-- DATASET EXTRACT --

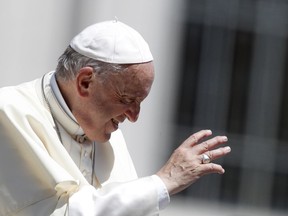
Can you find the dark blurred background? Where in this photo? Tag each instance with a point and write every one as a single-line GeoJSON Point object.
{"type": "Point", "coordinates": [234, 77]}
{"type": "Point", "coordinates": [220, 65]}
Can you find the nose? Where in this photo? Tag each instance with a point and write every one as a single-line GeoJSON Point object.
{"type": "Point", "coordinates": [132, 112]}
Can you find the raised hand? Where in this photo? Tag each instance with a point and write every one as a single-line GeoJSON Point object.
{"type": "Point", "coordinates": [191, 160]}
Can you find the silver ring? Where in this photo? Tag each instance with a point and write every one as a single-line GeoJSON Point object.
{"type": "Point", "coordinates": [205, 159]}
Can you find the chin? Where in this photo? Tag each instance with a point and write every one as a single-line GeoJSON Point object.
{"type": "Point", "coordinates": [102, 139]}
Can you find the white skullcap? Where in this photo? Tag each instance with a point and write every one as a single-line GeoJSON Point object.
{"type": "Point", "coordinates": [112, 42]}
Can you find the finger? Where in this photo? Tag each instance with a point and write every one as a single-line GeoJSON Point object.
{"type": "Point", "coordinates": [212, 168]}
{"type": "Point", "coordinates": [210, 144]}
{"type": "Point", "coordinates": [196, 137]}
{"type": "Point", "coordinates": [218, 153]}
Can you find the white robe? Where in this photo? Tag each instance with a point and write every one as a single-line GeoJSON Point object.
{"type": "Point", "coordinates": [37, 175]}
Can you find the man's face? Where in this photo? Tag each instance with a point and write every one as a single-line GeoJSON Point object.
{"type": "Point", "coordinates": [114, 100]}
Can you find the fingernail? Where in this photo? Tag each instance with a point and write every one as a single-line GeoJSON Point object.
{"type": "Point", "coordinates": [227, 149]}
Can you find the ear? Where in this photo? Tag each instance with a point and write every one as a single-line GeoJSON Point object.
{"type": "Point", "coordinates": [84, 80]}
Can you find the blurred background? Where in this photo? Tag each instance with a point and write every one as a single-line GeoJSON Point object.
{"type": "Point", "coordinates": [220, 64]}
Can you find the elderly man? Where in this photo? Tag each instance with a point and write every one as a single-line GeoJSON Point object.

-- PROMPT --
All lines from the one containing "Can you find the fingernail?" through the end of the records, both ends included, are to be quoted exactly; please add nothing else.

-- REPLY TO THE EXERCISE --
Can you find the fingernail? Where in this photo? Tag each instance with a point and write every one as a single-line GeoJSON Point object.
{"type": "Point", "coordinates": [227, 149]}
Can you find the ear? Where in this photo? Tag each instance with a point and write every one as a single-line GeoJSON Point object.
{"type": "Point", "coordinates": [84, 80]}
Can you find the blurred background? Where in this photo? Tag each instance with a point and write every one as a single-line GeoJSON Point object.
{"type": "Point", "coordinates": [220, 64]}
Can you find the elderly man? Where in this photo? Tag each instance with a point and write every one as a single-line GeoJSON Point object.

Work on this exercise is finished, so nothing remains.